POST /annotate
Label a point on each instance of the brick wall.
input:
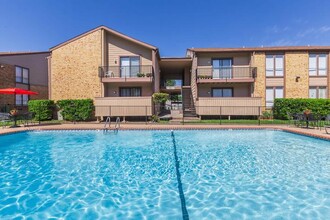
(296, 64)
(259, 61)
(42, 90)
(74, 69)
(7, 80)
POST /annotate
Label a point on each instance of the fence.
(245, 115)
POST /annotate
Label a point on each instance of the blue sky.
(171, 25)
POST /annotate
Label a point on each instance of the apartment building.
(26, 70)
(121, 73)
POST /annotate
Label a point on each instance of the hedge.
(77, 109)
(42, 109)
(317, 106)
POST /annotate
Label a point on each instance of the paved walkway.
(139, 126)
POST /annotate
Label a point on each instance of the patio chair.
(5, 119)
(313, 120)
(299, 119)
(290, 118)
(28, 117)
(327, 124)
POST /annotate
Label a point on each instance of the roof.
(175, 59)
(21, 53)
(265, 49)
(110, 31)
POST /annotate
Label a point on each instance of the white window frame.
(22, 75)
(275, 95)
(317, 68)
(317, 88)
(275, 70)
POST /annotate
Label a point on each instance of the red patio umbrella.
(17, 91)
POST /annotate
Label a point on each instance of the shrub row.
(76, 110)
(317, 106)
(71, 110)
(42, 109)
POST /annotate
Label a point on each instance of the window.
(130, 91)
(222, 68)
(129, 66)
(274, 65)
(21, 100)
(318, 92)
(272, 93)
(22, 75)
(222, 92)
(317, 64)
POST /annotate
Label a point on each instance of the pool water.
(196, 174)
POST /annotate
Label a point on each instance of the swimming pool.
(211, 174)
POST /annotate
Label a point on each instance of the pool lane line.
(185, 214)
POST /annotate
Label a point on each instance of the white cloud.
(314, 31)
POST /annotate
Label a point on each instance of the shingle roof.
(252, 49)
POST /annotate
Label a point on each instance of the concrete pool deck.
(138, 126)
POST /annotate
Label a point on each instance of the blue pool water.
(210, 174)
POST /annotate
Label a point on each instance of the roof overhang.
(260, 49)
(116, 33)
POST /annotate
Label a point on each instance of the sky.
(171, 25)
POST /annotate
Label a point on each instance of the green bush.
(42, 109)
(317, 106)
(76, 109)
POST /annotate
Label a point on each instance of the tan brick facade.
(296, 64)
(7, 80)
(259, 61)
(74, 69)
(42, 90)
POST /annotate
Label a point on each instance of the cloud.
(314, 31)
(276, 29)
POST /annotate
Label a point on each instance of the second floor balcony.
(139, 73)
(226, 74)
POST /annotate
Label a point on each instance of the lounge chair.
(5, 119)
(327, 124)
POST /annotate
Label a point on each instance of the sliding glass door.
(129, 66)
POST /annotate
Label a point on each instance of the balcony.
(140, 73)
(226, 74)
(171, 85)
(123, 106)
(250, 106)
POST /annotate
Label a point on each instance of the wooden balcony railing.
(123, 106)
(226, 73)
(126, 73)
(229, 106)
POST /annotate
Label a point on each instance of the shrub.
(160, 98)
(42, 109)
(267, 115)
(284, 106)
(76, 109)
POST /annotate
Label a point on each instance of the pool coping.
(80, 127)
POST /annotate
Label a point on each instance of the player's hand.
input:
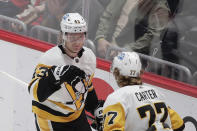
(68, 73)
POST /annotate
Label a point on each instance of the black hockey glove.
(68, 73)
(98, 113)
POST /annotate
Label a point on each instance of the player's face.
(74, 43)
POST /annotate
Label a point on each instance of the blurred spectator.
(11, 8)
(31, 15)
(55, 9)
(131, 24)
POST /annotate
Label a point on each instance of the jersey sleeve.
(41, 86)
(176, 121)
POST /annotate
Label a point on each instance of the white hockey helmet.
(128, 63)
(73, 23)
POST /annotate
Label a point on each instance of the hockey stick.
(14, 78)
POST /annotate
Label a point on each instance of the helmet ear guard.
(128, 64)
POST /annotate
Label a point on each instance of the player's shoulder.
(50, 55)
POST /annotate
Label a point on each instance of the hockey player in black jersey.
(61, 87)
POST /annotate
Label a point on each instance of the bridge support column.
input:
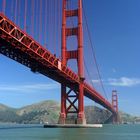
(72, 101)
(81, 115)
(62, 117)
(116, 118)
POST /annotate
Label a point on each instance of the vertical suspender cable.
(25, 14)
(18, 21)
(45, 22)
(4, 6)
(40, 21)
(32, 18)
(15, 15)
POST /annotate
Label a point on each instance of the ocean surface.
(37, 132)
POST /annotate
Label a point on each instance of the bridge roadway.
(19, 46)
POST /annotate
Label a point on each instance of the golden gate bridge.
(19, 45)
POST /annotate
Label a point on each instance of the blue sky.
(115, 31)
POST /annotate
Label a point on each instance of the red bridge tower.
(115, 106)
(71, 97)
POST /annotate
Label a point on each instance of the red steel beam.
(18, 39)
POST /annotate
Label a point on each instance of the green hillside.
(48, 111)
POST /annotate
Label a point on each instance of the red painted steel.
(116, 118)
(19, 46)
(115, 100)
(73, 54)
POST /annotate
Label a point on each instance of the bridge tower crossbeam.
(72, 54)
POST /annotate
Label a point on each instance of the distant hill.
(48, 111)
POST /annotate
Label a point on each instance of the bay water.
(37, 132)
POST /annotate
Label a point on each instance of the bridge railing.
(12, 32)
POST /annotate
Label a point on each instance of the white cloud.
(28, 87)
(123, 81)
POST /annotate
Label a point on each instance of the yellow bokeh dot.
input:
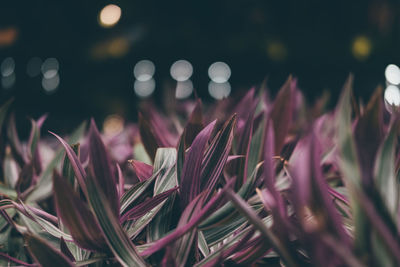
(109, 15)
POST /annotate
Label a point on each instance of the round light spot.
(181, 70)
(219, 90)
(392, 74)
(144, 88)
(113, 125)
(33, 67)
(361, 47)
(8, 81)
(219, 72)
(392, 95)
(144, 70)
(184, 89)
(51, 84)
(109, 15)
(50, 68)
(7, 67)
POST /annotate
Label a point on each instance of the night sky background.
(313, 40)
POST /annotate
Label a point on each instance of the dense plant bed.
(255, 181)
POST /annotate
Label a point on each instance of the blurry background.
(76, 59)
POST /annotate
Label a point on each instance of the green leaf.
(44, 187)
(3, 112)
(67, 170)
(385, 176)
(258, 224)
(118, 241)
(44, 254)
(256, 148)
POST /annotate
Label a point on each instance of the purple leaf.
(142, 170)
(65, 250)
(311, 194)
(281, 114)
(205, 211)
(368, 135)
(149, 140)
(194, 125)
(190, 184)
(76, 216)
(146, 206)
(15, 260)
(217, 155)
(44, 254)
(80, 173)
(243, 148)
(100, 163)
(121, 181)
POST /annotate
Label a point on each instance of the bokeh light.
(50, 68)
(392, 74)
(7, 67)
(219, 72)
(144, 70)
(219, 90)
(361, 47)
(144, 89)
(33, 67)
(109, 15)
(8, 81)
(184, 89)
(392, 95)
(51, 84)
(181, 70)
(113, 124)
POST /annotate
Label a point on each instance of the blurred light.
(144, 70)
(51, 84)
(50, 68)
(8, 81)
(392, 74)
(181, 70)
(392, 95)
(113, 125)
(8, 36)
(109, 15)
(219, 72)
(144, 88)
(184, 89)
(7, 66)
(33, 67)
(219, 90)
(361, 47)
(276, 51)
(118, 47)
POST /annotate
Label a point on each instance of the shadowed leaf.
(76, 216)
(44, 254)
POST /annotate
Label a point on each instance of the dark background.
(314, 38)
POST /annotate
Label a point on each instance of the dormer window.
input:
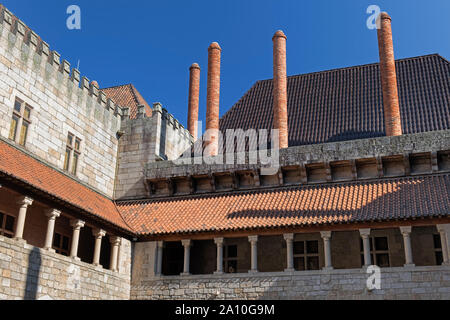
(20, 123)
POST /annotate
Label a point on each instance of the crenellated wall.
(33, 73)
(145, 140)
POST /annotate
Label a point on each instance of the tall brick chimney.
(388, 77)
(194, 91)
(280, 120)
(212, 99)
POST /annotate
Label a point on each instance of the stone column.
(326, 236)
(115, 243)
(365, 233)
(159, 252)
(76, 225)
(254, 245)
(51, 214)
(289, 237)
(24, 203)
(444, 231)
(98, 234)
(406, 233)
(187, 256)
(219, 244)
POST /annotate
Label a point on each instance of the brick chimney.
(280, 120)
(212, 99)
(194, 91)
(388, 77)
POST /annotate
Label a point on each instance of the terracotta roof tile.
(384, 199)
(128, 96)
(18, 165)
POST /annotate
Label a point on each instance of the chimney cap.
(385, 15)
(195, 66)
(279, 34)
(214, 45)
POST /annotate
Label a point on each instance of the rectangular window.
(306, 255)
(230, 258)
(438, 249)
(74, 163)
(72, 155)
(6, 225)
(13, 128)
(21, 120)
(23, 134)
(379, 250)
(61, 244)
(66, 159)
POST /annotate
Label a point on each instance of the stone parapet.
(373, 158)
(396, 283)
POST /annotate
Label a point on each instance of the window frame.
(22, 121)
(3, 231)
(437, 250)
(72, 154)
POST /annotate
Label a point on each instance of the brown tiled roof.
(387, 199)
(128, 96)
(347, 104)
(18, 165)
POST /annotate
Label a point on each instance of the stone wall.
(27, 272)
(427, 142)
(144, 141)
(31, 72)
(396, 283)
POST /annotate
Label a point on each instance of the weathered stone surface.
(336, 151)
(59, 277)
(336, 284)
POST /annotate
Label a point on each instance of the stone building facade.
(105, 197)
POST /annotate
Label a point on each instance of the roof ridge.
(357, 66)
(276, 189)
(118, 86)
(45, 163)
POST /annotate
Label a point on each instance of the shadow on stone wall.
(34, 268)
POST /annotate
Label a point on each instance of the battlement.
(36, 55)
(158, 111)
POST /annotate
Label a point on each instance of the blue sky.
(152, 43)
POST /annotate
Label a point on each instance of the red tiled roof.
(20, 166)
(128, 96)
(384, 200)
(347, 104)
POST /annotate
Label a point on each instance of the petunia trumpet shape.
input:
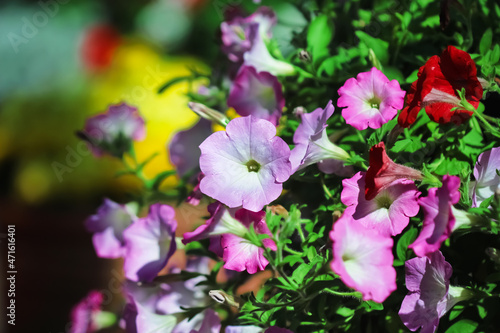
(363, 259)
(371, 100)
(312, 144)
(258, 94)
(150, 242)
(487, 181)
(113, 132)
(436, 89)
(88, 317)
(227, 230)
(245, 165)
(389, 212)
(108, 226)
(383, 171)
(183, 148)
(430, 294)
(439, 221)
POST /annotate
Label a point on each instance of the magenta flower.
(240, 254)
(245, 165)
(84, 314)
(150, 242)
(238, 33)
(312, 144)
(257, 94)
(183, 148)
(430, 294)
(108, 226)
(439, 221)
(113, 132)
(363, 259)
(371, 100)
(487, 181)
(389, 212)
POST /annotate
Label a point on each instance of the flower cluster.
(302, 205)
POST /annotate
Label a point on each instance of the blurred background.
(61, 62)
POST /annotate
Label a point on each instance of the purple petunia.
(313, 146)
(430, 294)
(245, 165)
(258, 94)
(183, 148)
(238, 33)
(108, 226)
(113, 132)
(487, 181)
(150, 242)
(389, 212)
(371, 100)
(439, 220)
(363, 259)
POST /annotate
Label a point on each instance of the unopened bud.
(305, 56)
(208, 113)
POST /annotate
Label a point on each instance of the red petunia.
(436, 89)
(383, 172)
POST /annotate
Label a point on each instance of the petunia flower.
(227, 230)
(371, 100)
(238, 33)
(260, 58)
(487, 181)
(257, 94)
(439, 221)
(150, 242)
(430, 293)
(113, 132)
(87, 316)
(389, 212)
(383, 171)
(245, 165)
(312, 144)
(183, 148)
(363, 259)
(436, 89)
(160, 306)
(108, 226)
(240, 254)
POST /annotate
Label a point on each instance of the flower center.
(374, 102)
(253, 166)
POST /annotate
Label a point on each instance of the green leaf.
(161, 177)
(485, 43)
(319, 35)
(379, 47)
(463, 326)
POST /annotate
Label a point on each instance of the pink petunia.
(363, 259)
(245, 165)
(430, 294)
(371, 100)
(439, 220)
(113, 132)
(389, 212)
(150, 242)
(107, 227)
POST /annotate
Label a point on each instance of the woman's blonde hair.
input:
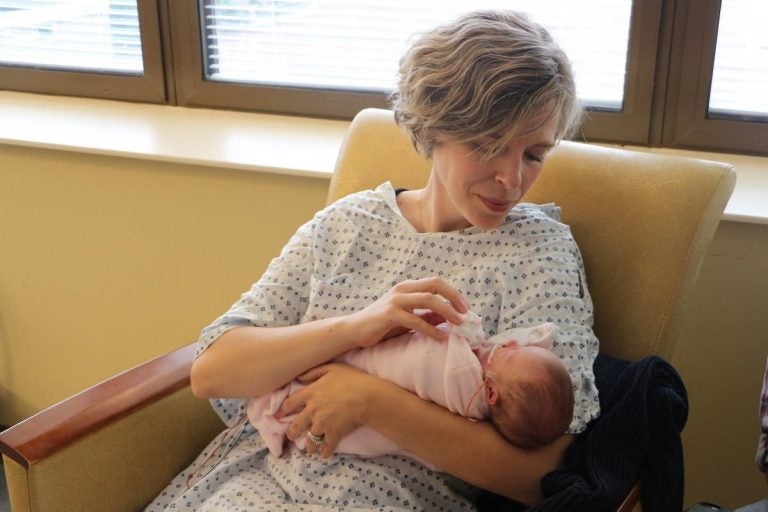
(480, 78)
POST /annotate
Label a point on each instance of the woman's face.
(476, 191)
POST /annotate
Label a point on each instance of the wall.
(105, 262)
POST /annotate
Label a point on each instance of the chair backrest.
(643, 222)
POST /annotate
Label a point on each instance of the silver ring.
(317, 439)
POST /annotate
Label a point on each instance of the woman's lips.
(496, 206)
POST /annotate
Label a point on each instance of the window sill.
(247, 141)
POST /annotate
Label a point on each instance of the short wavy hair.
(480, 78)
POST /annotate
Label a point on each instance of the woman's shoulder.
(369, 200)
(533, 219)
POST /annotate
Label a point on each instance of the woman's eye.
(534, 158)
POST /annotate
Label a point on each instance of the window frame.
(687, 123)
(671, 46)
(631, 124)
(149, 88)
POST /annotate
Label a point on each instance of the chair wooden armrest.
(114, 446)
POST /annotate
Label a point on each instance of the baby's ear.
(491, 392)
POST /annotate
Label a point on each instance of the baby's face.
(511, 361)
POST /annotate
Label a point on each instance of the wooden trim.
(632, 124)
(195, 90)
(631, 500)
(687, 122)
(58, 426)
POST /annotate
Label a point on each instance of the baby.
(513, 379)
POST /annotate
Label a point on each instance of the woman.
(486, 98)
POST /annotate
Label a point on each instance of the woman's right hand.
(394, 312)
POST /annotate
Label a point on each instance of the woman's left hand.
(331, 406)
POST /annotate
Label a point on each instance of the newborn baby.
(513, 379)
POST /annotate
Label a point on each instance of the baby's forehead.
(531, 360)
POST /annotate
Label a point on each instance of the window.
(678, 73)
(90, 48)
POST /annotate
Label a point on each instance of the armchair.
(643, 223)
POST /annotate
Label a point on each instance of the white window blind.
(338, 44)
(740, 76)
(84, 35)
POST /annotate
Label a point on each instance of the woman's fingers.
(330, 406)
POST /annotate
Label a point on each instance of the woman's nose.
(509, 173)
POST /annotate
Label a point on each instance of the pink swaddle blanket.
(448, 373)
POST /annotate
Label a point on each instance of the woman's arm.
(341, 398)
(251, 361)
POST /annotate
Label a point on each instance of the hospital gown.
(525, 272)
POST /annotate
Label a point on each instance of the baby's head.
(530, 394)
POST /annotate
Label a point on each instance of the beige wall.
(105, 262)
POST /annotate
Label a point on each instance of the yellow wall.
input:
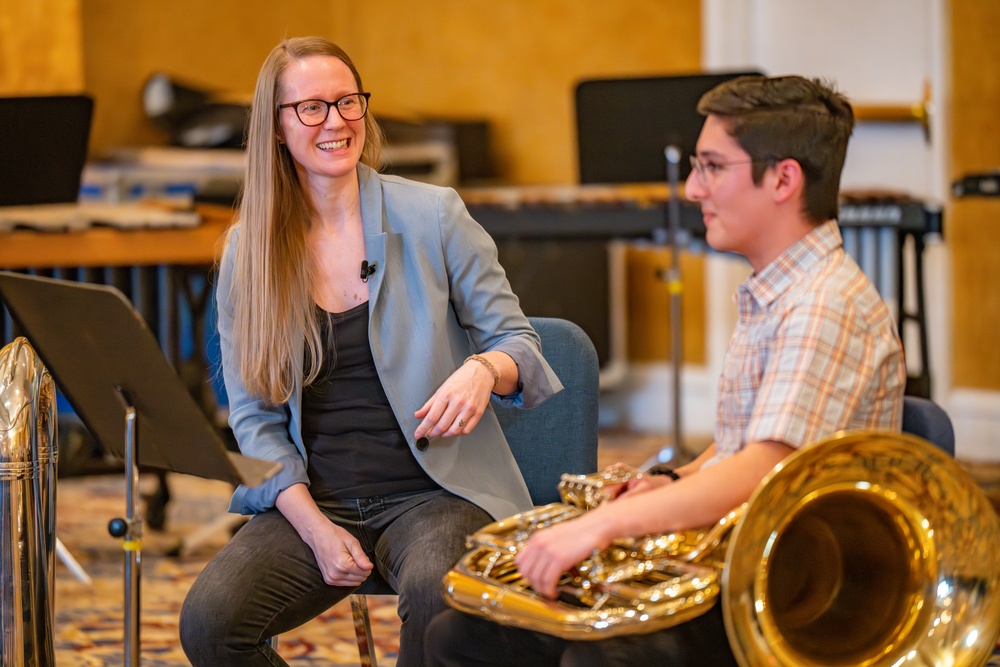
(216, 45)
(972, 226)
(40, 47)
(514, 63)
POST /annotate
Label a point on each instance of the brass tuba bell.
(28, 457)
(863, 549)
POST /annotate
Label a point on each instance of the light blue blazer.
(438, 294)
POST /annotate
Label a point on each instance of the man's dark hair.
(778, 118)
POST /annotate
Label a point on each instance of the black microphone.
(367, 270)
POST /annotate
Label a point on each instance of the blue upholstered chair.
(556, 437)
(928, 420)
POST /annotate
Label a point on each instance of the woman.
(365, 324)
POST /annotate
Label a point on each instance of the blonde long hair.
(271, 295)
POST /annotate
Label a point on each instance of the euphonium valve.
(863, 549)
(28, 455)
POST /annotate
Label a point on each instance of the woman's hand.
(458, 404)
(340, 557)
(338, 554)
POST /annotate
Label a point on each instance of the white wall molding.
(975, 414)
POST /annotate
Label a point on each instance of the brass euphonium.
(28, 456)
(863, 549)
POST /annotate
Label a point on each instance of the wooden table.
(106, 246)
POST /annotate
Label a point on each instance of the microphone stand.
(672, 276)
(675, 286)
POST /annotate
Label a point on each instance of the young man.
(815, 351)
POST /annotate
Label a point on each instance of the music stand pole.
(131, 530)
(109, 365)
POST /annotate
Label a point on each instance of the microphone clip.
(367, 270)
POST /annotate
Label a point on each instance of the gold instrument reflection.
(861, 549)
(28, 457)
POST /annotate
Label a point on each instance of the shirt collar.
(793, 264)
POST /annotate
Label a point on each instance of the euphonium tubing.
(865, 549)
(862, 549)
(28, 456)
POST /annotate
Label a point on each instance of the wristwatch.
(663, 469)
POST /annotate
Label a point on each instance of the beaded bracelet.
(486, 362)
(660, 469)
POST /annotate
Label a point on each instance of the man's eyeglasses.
(315, 112)
(707, 170)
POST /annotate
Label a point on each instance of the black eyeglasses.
(315, 112)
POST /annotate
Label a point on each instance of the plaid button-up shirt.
(815, 351)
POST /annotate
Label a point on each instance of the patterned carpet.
(89, 618)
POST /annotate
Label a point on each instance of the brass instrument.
(862, 549)
(28, 456)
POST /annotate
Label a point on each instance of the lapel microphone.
(367, 270)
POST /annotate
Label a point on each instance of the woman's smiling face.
(332, 149)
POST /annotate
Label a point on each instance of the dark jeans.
(455, 639)
(265, 581)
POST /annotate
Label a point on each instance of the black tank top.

_____

The problem
If a line of the listing above contains "yellow", pick it out and copy it.

Output of the exercise
Label a point on each instance of the yellow bokeh dot.
Label a point on each instance of the yellow wall.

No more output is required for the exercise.